The Movie Waffler Film Maudit 2.0 2021 Review - NIGHT OF THE RUMPUS | The Movie Waffler

Film Maudit 2.0 2021 Review - NIGHT OF THE RUMPUS

night of the rumpus review
A creature spawned from toxic waste goes on the rampage during a town's celebration.

Review by Eric Hillis

Directed by: Jorge Torres-Torres

Starring: Sam Main, Yana Bondar, Dain Marx, Eddy Lezama

night of the rumpus poster

In the golden age of exploitation filmmaking, the 1970s, b-movie makers would often capture footage of carnivals, parades and other such mass gatherings as a cheap way of adding production value, and an unwitting cast of thousands, to their otherwise threadbare films. With Night of the Rumpus, director Jorge Torres-Torres takes a leaf from the guerilla filmmaking manual, setting his lo-fi monster movie amid Athens, Georgia's annual hipster celebration, The Wild Rumpus.

night of the rumpus review

Trouble is, Torres-Torres can't find a worthwhile story in which to insert the footage of mass revelry he's captured on the sly. The bare bones plot tells us that at the previous year's Wild Rumpus a young woman was found murdered, and the chief suspect, a struggling local musician known as Scary Joe, was released after questioning.


A year later, with this year's Wild Rumpus about to kick off, the dead girl's surviving lover, Alice, still believes Joe is responsible and is determined to confront him. Meanwhile, a creature has formed from a combination of toxic military waste and a discarded used contraceptive tossed into the local river. Growing to full adult size over the course of a day, the creature heads downtown to the site of the Wild Rumpus to claim some victims.

night of the rumpus review

Night of the Rumpus boasts as schlocky a premise as you could imagine, but Torres-Torres appears to have greater ambitions for his film than a mere bit of six-pack Saturday night entertainment. Much of the movie plays like a throwback to '90s era Linklater, as we spend an interminable amount of time in the company of aging hipsters and slackers. But none of them are remotely interesting to spend time with, and aside from Alice, they're an irritating and affected bunch, none more so than an investigating journalism student who dresses like Little Red Riding Hood for no apparent reason, and who vanishes before her subplot has even begun.

night of the rumpus review

A combination of sloppy, unfoccussed camerawork and an irritating soundtrack of loud guitar dirges makes Night of the Rumpus something of a sensory endurance test. Torres-Torres seems determined to test our patience and resolve, and in discarding what limited setup his film initially offered in favour of rambling, nonsensical vignettes, he seems to have lost patience with his own film at some point in the production. I'm not sure if the Wild Rumpus gave the production permission to film, but they can't be happy with this representation of their annual shindig.

WHAT THE TASK REQUIRES: Print the passage of the Night of the Rumpus review that opens with the words containing "In the golden" and closes with "released after questioning.".

Collected data entries
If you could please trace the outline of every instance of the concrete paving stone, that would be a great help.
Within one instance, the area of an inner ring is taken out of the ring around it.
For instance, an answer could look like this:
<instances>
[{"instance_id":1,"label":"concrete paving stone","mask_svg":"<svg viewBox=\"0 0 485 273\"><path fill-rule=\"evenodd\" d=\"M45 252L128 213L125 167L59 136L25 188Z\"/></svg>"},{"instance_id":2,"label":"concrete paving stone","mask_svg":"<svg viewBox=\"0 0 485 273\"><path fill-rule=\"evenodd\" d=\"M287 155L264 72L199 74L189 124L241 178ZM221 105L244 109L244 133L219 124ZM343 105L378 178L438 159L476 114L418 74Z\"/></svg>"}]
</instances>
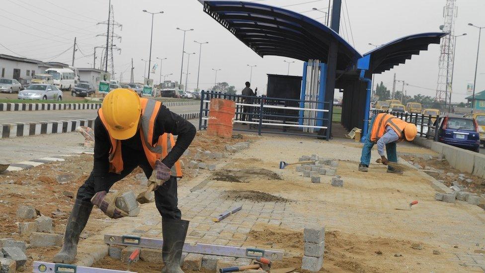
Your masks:
<instances>
[{"instance_id":1,"label":"concrete paving stone","mask_svg":"<svg viewBox=\"0 0 485 273\"><path fill-rule=\"evenodd\" d=\"M30 235L30 246L33 247L60 247L62 241L61 234L32 232Z\"/></svg>"},{"instance_id":2,"label":"concrete paving stone","mask_svg":"<svg viewBox=\"0 0 485 273\"><path fill-rule=\"evenodd\" d=\"M2 247L18 248L22 252L25 253L27 244L23 241L8 240L3 242Z\"/></svg>"},{"instance_id":3,"label":"concrete paving stone","mask_svg":"<svg viewBox=\"0 0 485 273\"><path fill-rule=\"evenodd\" d=\"M52 230L52 218L44 215L35 219L37 231L39 232L50 232Z\"/></svg>"},{"instance_id":4,"label":"concrete paving stone","mask_svg":"<svg viewBox=\"0 0 485 273\"><path fill-rule=\"evenodd\" d=\"M306 242L304 244L304 249L306 256L320 258L323 256L325 252L325 242L319 244Z\"/></svg>"},{"instance_id":5,"label":"concrete paving stone","mask_svg":"<svg viewBox=\"0 0 485 273\"><path fill-rule=\"evenodd\" d=\"M109 246L108 249L108 255L109 257L116 260L121 260L121 251L125 247L122 246Z\"/></svg>"},{"instance_id":6,"label":"concrete paving stone","mask_svg":"<svg viewBox=\"0 0 485 273\"><path fill-rule=\"evenodd\" d=\"M124 211L131 211L138 207L136 195L133 190L123 192L116 198L116 206Z\"/></svg>"},{"instance_id":7,"label":"concrete paving stone","mask_svg":"<svg viewBox=\"0 0 485 273\"><path fill-rule=\"evenodd\" d=\"M15 261L16 269L19 271L25 270L25 263L27 262L27 256L24 251L22 251L17 247L5 247L1 249L3 257L7 259L10 259ZM22 270L23 269L23 270Z\"/></svg>"},{"instance_id":8,"label":"concrete paving stone","mask_svg":"<svg viewBox=\"0 0 485 273\"><path fill-rule=\"evenodd\" d=\"M34 207L21 205L17 209L17 217L23 219L32 219L37 215Z\"/></svg>"},{"instance_id":9,"label":"concrete paving stone","mask_svg":"<svg viewBox=\"0 0 485 273\"><path fill-rule=\"evenodd\" d=\"M161 249L142 248L140 252L140 259L145 262L161 265L163 263L162 253Z\"/></svg>"},{"instance_id":10,"label":"concrete paving stone","mask_svg":"<svg viewBox=\"0 0 485 273\"><path fill-rule=\"evenodd\" d=\"M317 272L322 269L323 264L323 257L320 258L303 256L302 261L302 269Z\"/></svg>"},{"instance_id":11,"label":"concrete paving stone","mask_svg":"<svg viewBox=\"0 0 485 273\"><path fill-rule=\"evenodd\" d=\"M218 255L204 255L202 257L202 266L201 269L211 272L214 272L217 267L217 262L220 260L234 261L236 261L236 258L219 256Z\"/></svg>"},{"instance_id":12,"label":"concrete paving stone","mask_svg":"<svg viewBox=\"0 0 485 273\"><path fill-rule=\"evenodd\" d=\"M320 244L325 239L325 227L321 225L308 225L303 230L303 240L307 243Z\"/></svg>"},{"instance_id":13,"label":"concrete paving stone","mask_svg":"<svg viewBox=\"0 0 485 273\"><path fill-rule=\"evenodd\" d=\"M0 258L0 272L15 273L17 265L15 261L11 259Z\"/></svg>"}]
</instances>

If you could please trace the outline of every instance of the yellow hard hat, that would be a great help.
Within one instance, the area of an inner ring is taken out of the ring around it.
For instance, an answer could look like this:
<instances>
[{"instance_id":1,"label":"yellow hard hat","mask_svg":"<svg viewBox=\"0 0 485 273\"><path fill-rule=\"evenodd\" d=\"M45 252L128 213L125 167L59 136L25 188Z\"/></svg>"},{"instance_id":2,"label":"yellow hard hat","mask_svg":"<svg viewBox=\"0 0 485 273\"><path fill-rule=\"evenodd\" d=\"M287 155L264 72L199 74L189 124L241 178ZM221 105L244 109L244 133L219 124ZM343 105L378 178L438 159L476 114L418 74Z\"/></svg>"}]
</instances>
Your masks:
<instances>
[{"instance_id":1,"label":"yellow hard hat","mask_svg":"<svg viewBox=\"0 0 485 273\"><path fill-rule=\"evenodd\" d=\"M412 123L407 123L404 127L404 135L408 141L412 141L417 134L417 128Z\"/></svg>"},{"instance_id":2,"label":"yellow hard hat","mask_svg":"<svg viewBox=\"0 0 485 273\"><path fill-rule=\"evenodd\" d=\"M136 134L142 112L136 92L124 88L115 89L104 97L101 108L108 123L106 129L115 139L128 139Z\"/></svg>"}]
</instances>

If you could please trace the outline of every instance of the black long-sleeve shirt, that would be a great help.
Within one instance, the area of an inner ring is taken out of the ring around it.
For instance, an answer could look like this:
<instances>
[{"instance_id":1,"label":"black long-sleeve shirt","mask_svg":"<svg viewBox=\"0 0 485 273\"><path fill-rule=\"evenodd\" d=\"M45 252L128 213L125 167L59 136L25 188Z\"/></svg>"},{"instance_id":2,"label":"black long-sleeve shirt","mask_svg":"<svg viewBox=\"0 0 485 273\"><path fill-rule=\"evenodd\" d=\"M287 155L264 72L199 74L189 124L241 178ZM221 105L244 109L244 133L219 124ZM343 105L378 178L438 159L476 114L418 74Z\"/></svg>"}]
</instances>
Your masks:
<instances>
[{"instance_id":1,"label":"black long-sleeve shirt","mask_svg":"<svg viewBox=\"0 0 485 273\"><path fill-rule=\"evenodd\" d=\"M155 119L153 144L165 133L178 135L175 146L162 162L168 168L172 168L182 156L195 137L195 127L180 116L171 112L162 105ZM95 192L107 190L109 185L103 177L108 173L108 157L111 144L108 131L98 116L94 121L94 156L91 175L94 179ZM133 137L121 141L121 155L123 162L146 162L147 157L142 145L140 130Z\"/></svg>"}]
</instances>

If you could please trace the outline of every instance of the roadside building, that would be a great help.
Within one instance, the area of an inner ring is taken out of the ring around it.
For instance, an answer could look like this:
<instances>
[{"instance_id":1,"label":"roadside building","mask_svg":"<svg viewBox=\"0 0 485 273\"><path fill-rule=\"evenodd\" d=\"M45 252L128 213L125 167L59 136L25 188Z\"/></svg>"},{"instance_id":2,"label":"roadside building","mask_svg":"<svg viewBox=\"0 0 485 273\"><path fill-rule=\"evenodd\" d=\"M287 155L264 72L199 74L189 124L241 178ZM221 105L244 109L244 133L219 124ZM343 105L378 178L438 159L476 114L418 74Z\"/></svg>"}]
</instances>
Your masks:
<instances>
[{"instance_id":1,"label":"roadside building","mask_svg":"<svg viewBox=\"0 0 485 273\"><path fill-rule=\"evenodd\" d=\"M465 98L468 100L468 103L472 103L473 96L467 96ZM473 109L480 112L485 112L485 90L480 93L475 94L475 105Z\"/></svg>"}]
</instances>

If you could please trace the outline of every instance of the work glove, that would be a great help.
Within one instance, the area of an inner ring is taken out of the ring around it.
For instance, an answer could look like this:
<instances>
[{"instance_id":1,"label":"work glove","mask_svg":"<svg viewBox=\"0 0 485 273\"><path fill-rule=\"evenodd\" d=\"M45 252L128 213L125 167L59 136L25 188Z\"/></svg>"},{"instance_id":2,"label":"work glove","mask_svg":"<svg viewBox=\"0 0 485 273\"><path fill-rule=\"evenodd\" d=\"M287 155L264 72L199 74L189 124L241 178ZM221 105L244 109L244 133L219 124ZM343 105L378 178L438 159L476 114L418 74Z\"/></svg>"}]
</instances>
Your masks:
<instances>
[{"instance_id":1,"label":"work glove","mask_svg":"<svg viewBox=\"0 0 485 273\"><path fill-rule=\"evenodd\" d=\"M91 198L93 205L99 208L110 218L117 219L128 216L128 214L116 207L116 198L121 195L121 191L106 194L106 190L98 191Z\"/></svg>"}]
</instances>

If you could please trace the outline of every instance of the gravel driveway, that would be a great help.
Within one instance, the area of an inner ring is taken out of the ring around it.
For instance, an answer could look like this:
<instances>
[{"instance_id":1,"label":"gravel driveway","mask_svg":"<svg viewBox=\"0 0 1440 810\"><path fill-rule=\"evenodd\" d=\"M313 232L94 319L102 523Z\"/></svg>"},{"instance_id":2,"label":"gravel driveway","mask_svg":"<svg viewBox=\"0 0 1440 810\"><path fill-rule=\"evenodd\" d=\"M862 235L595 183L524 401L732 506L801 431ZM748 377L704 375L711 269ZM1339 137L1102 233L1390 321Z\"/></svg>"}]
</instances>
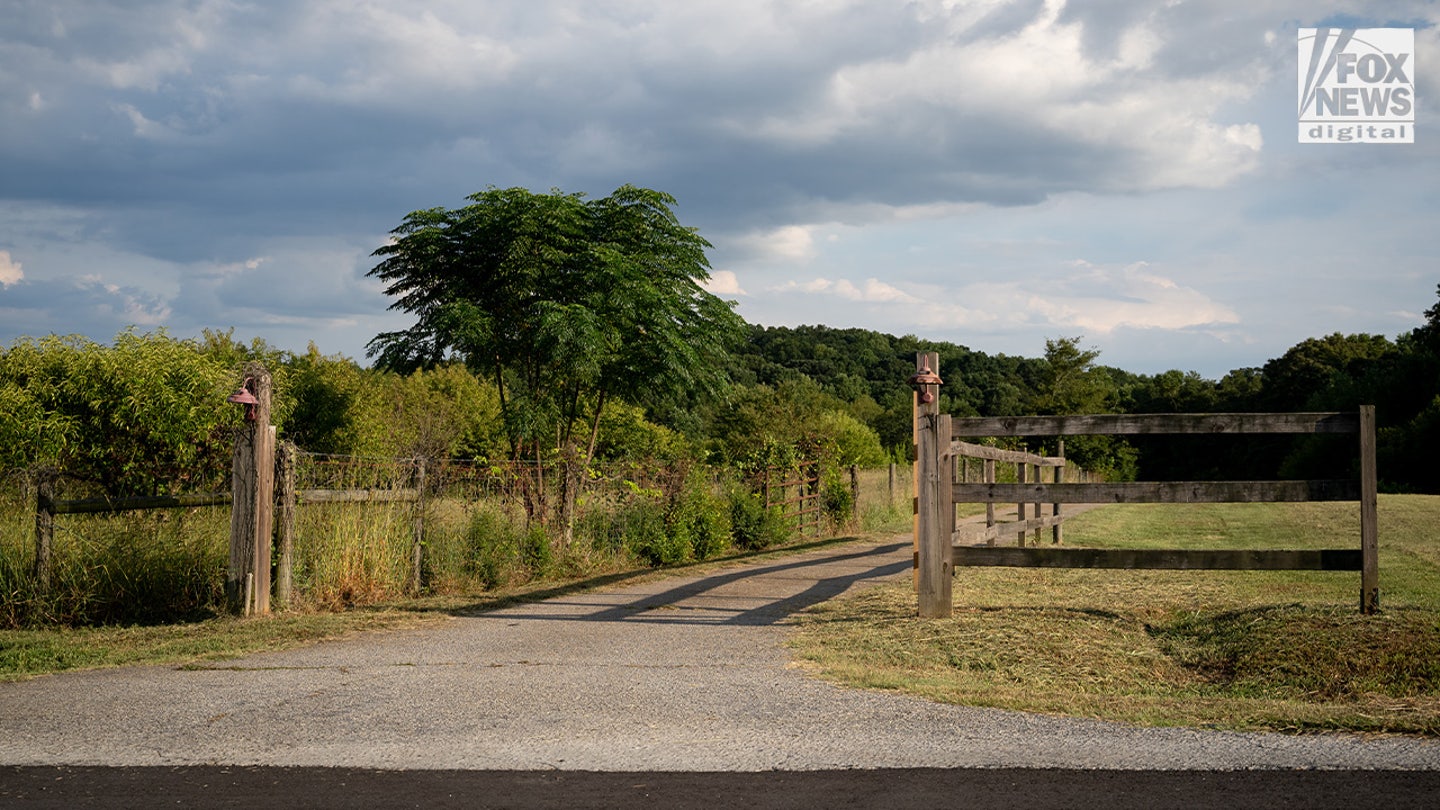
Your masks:
<instances>
[{"instance_id":1,"label":"gravel driveway","mask_svg":"<svg viewBox=\"0 0 1440 810\"><path fill-rule=\"evenodd\" d=\"M896 538L212 669L0 683L0 764L1440 770L1440 744L1414 738L1139 729L842 689L792 666L786 617L909 577L910 559Z\"/></svg>"}]
</instances>

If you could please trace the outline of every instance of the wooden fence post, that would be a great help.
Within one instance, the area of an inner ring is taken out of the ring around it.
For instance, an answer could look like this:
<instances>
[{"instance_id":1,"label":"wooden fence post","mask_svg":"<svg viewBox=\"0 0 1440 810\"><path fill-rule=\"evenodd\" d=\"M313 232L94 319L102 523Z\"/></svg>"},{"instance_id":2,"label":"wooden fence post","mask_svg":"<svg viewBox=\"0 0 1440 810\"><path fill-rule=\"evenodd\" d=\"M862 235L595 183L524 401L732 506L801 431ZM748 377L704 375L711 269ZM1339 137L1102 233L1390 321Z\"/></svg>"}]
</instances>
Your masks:
<instances>
[{"instance_id":1,"label":"wooden fence post","mask_svg":"<svg viewBox=\"0 0 1440 810\"><path fill-rule=\"evenodd\" d=\"M415 515L412 517L413 540L410 542L410 591L420 592L425 585L425 458L415 461Z\"/></svg>"},{"instance_id":2,"label":"wooden fence post","mask_svg":"<svg viewBox=\"0 0 1440 810\"><path fill-rule=\"evenodd\" d=\"M55 471L40 470L35 479L35 589L50 592L55 548Z\"/></svg>"},{"instance_id":3,"label":"wooden fence post","mask_svg":"<svg viewBox=\"0 0 1440 810\"><path fill-rule=\"evenodd\" d=\"M295 457L297 447L284 441L275 458L275 602L288 608L295 588Z\"/></svg>"},{"instance_id":4,"label":"wooden fence post","mask_svg":"<svg viewBox=\"0 0 1440 810\"><path fill-rule=\"evenodd\" d=\"M1056 483L1063 484L1066 483L1066 441L1060 440L1058 444L1060 447L1056 450L1056 455L1060 457L1060 466L1056 467ZM1054 510L1051 515L1056 519L1056 525L1050 530L1050 542L1058 546L1066 539L1064 528L1060 525L1060 503L1056 502L1050 504L1050 507Z\"/></svg>"},{"instance_id":5,"label":"wooden fence post","mask_svg":"<svg viewBox=\"0 0 1440 810\"><path fill-rule=\"evenodd\" d=\"M269 613L271 535L275 520L275 427L271 418L271 375L261 363L245 365L243 386L256 404L235 437L230 486L230 565L226 605L239 615Z\"/></svg>"},{"instance_id":6,"label":"wooden fence post","mask_svg":"<svg viewBox=\"0 0 1440 810\"><path fill-rule=\"evenodd\" d=\"M1024 461L1017 461L1015 463L1015 483L1017 484L1025 483L1025 463ZM1015 517L1020 519L1020 525L1021 525L1021 529L1020 529L1020 548L1025 548L1025 529L1024 529L1024 526L1025 526L1025 502L1020 502L1020 503L1015 504Z\"/></svg>"},{"instance_id":7,"label":"wooden fence post","mask_svg":"<svg viewBox=\"0 0 1440 810\"><path fill-rule=\"evenodd\" d=\"M1359 406L1359 611L1380 610L1380 496L1375 470L1375 406Z\"/></svg>"},{"instance_id":8,"label":"wooden fence post","mask_svg":"<svg viewBox=\"0 0 1440 810\"><path fill-rule=\"evenodd\" d=\"M986 458L985 460L985 481L984 483L986 483L986 484L994 484L995 483L995 460L994 458ZM985 502L985 528L986 529L994 529L995 528L995 502L994 500ZM985 545L988 545L988 546L995 545L995 535L992 532L985 532L985 538L986 538Z\"/></svg>"},{"instance_id":9,"label":"wooden fence post","mask_svg":"<svg viewBox=\"0 0 1440 810\"><path fill-rule=\"evenodd\" d=\"M916 372L929 369L940 373L940 356L936 352L916 355ZM939 385L919 385L924 395L916 396L916 542L917 548L917 601L922 618L943 618L950 615L950 574L955 569L950 551L950 533L946 530L945 497L942 489L953 481L950 470L950 437L942 435ZM948 422L948 419L943 419ZM950 510L953 513L953 509Z\"/></svg>"}]
</instances>

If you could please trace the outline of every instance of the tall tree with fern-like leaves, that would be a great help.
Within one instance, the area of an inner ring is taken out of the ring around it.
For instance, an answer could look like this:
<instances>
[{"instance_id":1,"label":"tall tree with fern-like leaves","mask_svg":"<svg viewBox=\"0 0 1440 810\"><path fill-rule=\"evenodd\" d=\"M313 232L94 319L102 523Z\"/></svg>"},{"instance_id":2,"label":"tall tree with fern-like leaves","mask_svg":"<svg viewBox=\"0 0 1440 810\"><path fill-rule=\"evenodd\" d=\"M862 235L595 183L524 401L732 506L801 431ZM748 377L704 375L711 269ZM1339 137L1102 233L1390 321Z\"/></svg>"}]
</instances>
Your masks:
<instances>
[{"instance_id":1,"label":"tall tree with fern-like leaves","mask_svg":"<svg viewBox=\"0 0 1440 810\"><path fill-rule=\"evenodd\" d=\"M723 392L744 321L701 287L711 245L664 192L622 186L588 200L491 187L468 200L410 213L374 252L370 275L416 323L367 352L395 370L462 359L494 380L513 460L537 461L531 519L550 517L556 486L540 463L562 461L554 512L569 542L605 405Z\"/></svg>"}]
</instances>

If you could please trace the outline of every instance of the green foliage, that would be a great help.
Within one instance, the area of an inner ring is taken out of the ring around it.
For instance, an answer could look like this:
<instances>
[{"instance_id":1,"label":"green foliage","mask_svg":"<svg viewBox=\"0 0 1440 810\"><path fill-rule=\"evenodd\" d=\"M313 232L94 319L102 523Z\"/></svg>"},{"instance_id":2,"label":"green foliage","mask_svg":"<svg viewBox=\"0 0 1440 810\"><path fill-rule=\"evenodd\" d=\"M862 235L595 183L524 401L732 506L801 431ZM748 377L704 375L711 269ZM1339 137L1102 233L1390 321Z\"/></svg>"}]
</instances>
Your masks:
<instances>
[{"instance_id":1,"label":"green foliage","mask_svg":"<svg viewBox=\"0 0 1440 810\"><path fill-rule=\"evenodd\" d=\"M418 323L377 336L382 368L449 356L500 388L514 453L557 448L606 399L636 405L717 392L743 324L706 293L708 242L661 192L608 197L488 189L410 213L370 275Z\"/></svg>"},{"instance_id":2,"label":"green foliage","mask_svg":"<svg viewBox=\"0 0 1440 810\"><path fill-rule=\"evenodd\" d=\"M465 526L465 574L487 589L524 581L523 545L523 529L494 504L478 503Z\"/></svg>"},{"instance_id":3,"label":"green foliage","mask_svg":"<svg viewBox=\"0 0 1440 810\"><path fill-rule=\"evenodd\" d=\"M691 559L708 559L730 546L729 504L704 479L691 473L665 520L670 536Z\"/></svg>"},{"instance_id":4,"label":"green foliage","mask_svg":"<svg viewBox=\"0 0 1440 810\"><path fill-rule=\"evenodd\" d=\"M53 466L111 496L216 487L239 414L235 370L164 333L23 339L0 353L0 453Z\"/></svg>"},{"instance_id":5,"label":"green foliage","mask_svg":"<svg viewBox=\"0 0 1440 810\"><path fill-rule=\"evenodd\" d=\"M855 494L850 481L838 473L831 473L821 483L821 506L829 525L837 530L848 526L855 516Z\"/></svg>"},{"instance_id":6,"label":"green foliage","mask_svg":"<svg viewBox=\"0 0 1440 810\"><path fill-rule=\"evenodd\" d=\"M729 500L730 532L736 546L756 551L789 539L791 528L779 506L766 509L757 494L739 487L730 490Z\"/></svg>"}]
</instances>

TASK RESPONSE:
In the golden age of exploitation filmmaking, the 1970s, b-movie makers would often capture footage of carnivals, parades and other such mass gatherings as a cheap way of adding production value, and an unwitting cast of thousands, to their otherwise threadbare films. With Night of the Rumpus, director Jorge Torres-Torres takes a leaf from the guerilla filmmaking manual, setting his lo-fi monster movie amid Athens, Georgia's annual hipster celebration, The Wild Rumpus.

night of the rumpus review

Trouble is, Torres-Torres can't find a worthwhile story in which to insert the footage of mass revelry he's captured on the sly. The bare bones plot tells us that at the previous year's Wild Rumpus a young woman was found murdered, and the chief suspect, a struggling local musician known as Scary Joe, was released after questioning.